#### Exercise text ####
Around 120 homeless people are known to have died on the streets of London in the last 12 months. Their names were read out at 'The last shall be first' - a memorial service at St Martin-in-the-Fields in Trafalgar Square on Thursday. Following a welcome by Rev Richard Carter, there was a series of readings, music, dance and drama. Sacred Heart Sister Rosemarie Cockayne led movements to the Magnificat, sung by by the Music Group. Rev Carter, David Jackson and Mada gave a powerful performance of Luke's Gospel of the Rich Man and Lazarus.
After the first 25 names were read out, Fr Padraig Regan from the Passage, spoke about one of the people on that list - Paul Aldridge who died on Vauxhall Bridge on 11 June. His brothers had not been able to get to the hospital on time, but an Australian doctor, who turned out to be a Catholic, was present while Paul received the Anointing of the Sick. He was just 46.
####
[What you will do]
• 1. According to the account of the London memorial service, where did Paul Aldridge die?
• 2. Take the account of the memorial service at St Martin-in-the-Fields further, starting after its last sentence.
#### Material supplied ####
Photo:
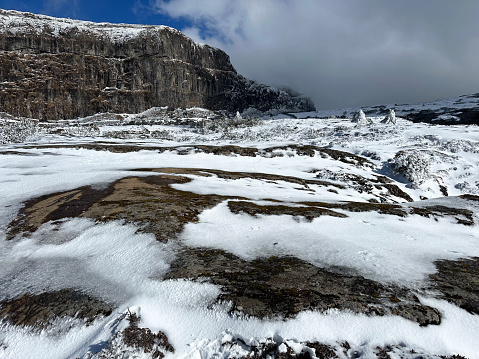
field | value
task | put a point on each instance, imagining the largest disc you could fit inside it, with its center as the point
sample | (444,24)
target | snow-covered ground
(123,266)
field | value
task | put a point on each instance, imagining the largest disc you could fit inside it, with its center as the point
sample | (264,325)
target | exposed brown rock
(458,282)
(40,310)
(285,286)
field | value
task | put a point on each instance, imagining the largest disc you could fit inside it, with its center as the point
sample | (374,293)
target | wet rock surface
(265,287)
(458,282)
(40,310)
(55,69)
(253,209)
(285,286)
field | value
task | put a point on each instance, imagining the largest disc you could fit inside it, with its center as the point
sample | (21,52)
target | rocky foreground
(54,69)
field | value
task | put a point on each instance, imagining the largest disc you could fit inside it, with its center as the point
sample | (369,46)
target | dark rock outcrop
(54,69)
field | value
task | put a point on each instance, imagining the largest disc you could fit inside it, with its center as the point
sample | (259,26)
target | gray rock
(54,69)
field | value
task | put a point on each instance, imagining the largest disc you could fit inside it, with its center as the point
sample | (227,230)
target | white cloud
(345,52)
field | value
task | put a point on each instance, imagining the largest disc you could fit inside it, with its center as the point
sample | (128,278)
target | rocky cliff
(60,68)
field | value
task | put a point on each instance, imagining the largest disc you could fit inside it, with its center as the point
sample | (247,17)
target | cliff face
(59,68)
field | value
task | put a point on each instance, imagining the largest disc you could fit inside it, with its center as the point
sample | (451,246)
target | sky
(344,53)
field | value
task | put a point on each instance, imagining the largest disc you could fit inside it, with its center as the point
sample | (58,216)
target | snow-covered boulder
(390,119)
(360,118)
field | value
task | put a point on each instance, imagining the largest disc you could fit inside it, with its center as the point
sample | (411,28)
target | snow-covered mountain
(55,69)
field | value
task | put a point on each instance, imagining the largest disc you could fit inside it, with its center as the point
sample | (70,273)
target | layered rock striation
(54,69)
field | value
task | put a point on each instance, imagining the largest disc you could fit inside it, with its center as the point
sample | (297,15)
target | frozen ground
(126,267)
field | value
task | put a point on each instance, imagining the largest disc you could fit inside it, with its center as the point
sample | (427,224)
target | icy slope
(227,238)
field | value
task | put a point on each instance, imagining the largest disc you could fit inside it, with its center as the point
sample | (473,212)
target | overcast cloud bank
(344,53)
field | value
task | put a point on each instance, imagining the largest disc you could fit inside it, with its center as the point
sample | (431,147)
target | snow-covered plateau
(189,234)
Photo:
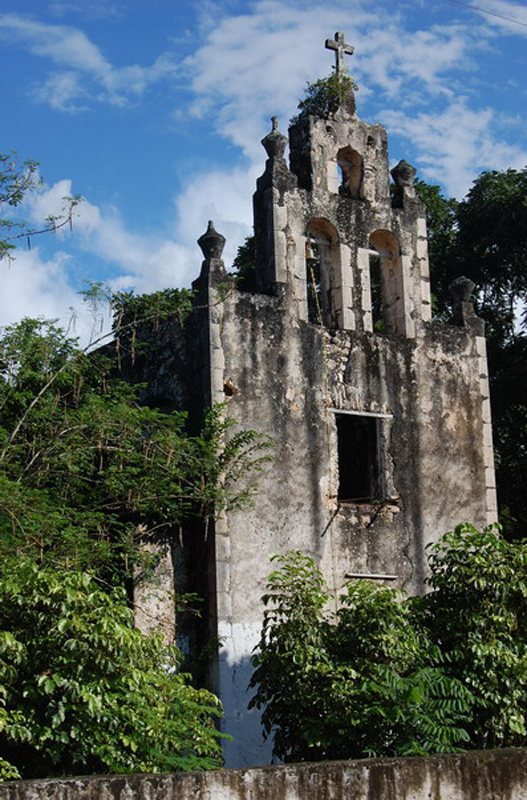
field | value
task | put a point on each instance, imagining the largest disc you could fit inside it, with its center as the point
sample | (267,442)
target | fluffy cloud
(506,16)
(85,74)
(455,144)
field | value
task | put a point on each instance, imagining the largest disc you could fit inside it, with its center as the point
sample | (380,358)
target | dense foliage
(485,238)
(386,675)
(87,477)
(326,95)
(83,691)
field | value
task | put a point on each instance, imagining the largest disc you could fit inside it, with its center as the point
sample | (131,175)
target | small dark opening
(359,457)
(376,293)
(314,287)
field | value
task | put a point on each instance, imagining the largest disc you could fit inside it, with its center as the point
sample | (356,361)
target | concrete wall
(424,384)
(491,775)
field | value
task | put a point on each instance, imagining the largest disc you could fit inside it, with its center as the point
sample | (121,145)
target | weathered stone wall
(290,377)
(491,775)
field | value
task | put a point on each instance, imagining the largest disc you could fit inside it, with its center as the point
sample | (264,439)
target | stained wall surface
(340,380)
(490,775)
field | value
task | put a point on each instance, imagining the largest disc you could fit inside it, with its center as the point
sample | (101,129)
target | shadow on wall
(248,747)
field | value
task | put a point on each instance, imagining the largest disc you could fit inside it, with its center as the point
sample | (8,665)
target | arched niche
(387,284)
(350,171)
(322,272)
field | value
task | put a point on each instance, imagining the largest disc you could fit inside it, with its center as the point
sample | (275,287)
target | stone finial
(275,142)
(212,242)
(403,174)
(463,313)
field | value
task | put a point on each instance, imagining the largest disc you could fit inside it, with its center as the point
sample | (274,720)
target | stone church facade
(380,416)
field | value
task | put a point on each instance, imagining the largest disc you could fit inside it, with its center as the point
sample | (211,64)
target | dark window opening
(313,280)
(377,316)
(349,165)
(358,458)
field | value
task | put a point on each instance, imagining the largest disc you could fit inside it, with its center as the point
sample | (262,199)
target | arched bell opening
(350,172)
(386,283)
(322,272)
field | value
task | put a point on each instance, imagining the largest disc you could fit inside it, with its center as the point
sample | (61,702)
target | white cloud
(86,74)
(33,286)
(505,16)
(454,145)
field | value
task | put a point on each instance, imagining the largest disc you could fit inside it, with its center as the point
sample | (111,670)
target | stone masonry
####
[Per-task answers]
• 1. On Vauxhall Bridge, on 11 June.

• 2.
Another reader later spoke about Colin Hooker, who died in the summer at the age of 42. He had been a permanent fixture at Adelaide Street - a free spirit who never managed to settle into permanent accommodation, but everyone remembered his kindness and concern for others. After the final group of names was read out, a friend spoke about Dawn Borrow, a homeless woman who was on kidney dialysis. From time to time she would miss her treatment at hospital and eventually died of kidney failure.
Members of the congregation then took part in a symbolic action, placing paper hands on a tree stump representing life and growth. The Choir with No Name gave a stirring performance of Labi Sifri's 'Something Inside So Strong'. Pat Logan, formerly from the charity Unleash, reflected on the scandal of street homelessness in a society which is so wealthy. He pointed out that life on the street can be incredibly lonely and lead to depression and sometimes suicide. He said there is an increasing gap between rich and poor and a desperate need for the two worlds to grow closer.
The service, organised by St Martin in the Fields, The Connection at St Martins and Housing Justice, ended with a reception, after a rousing performance of Va, Pensiero, from Verdi's Nabucco, by Streetwise Opera - the award-winning company made up of homeless people and professional artists.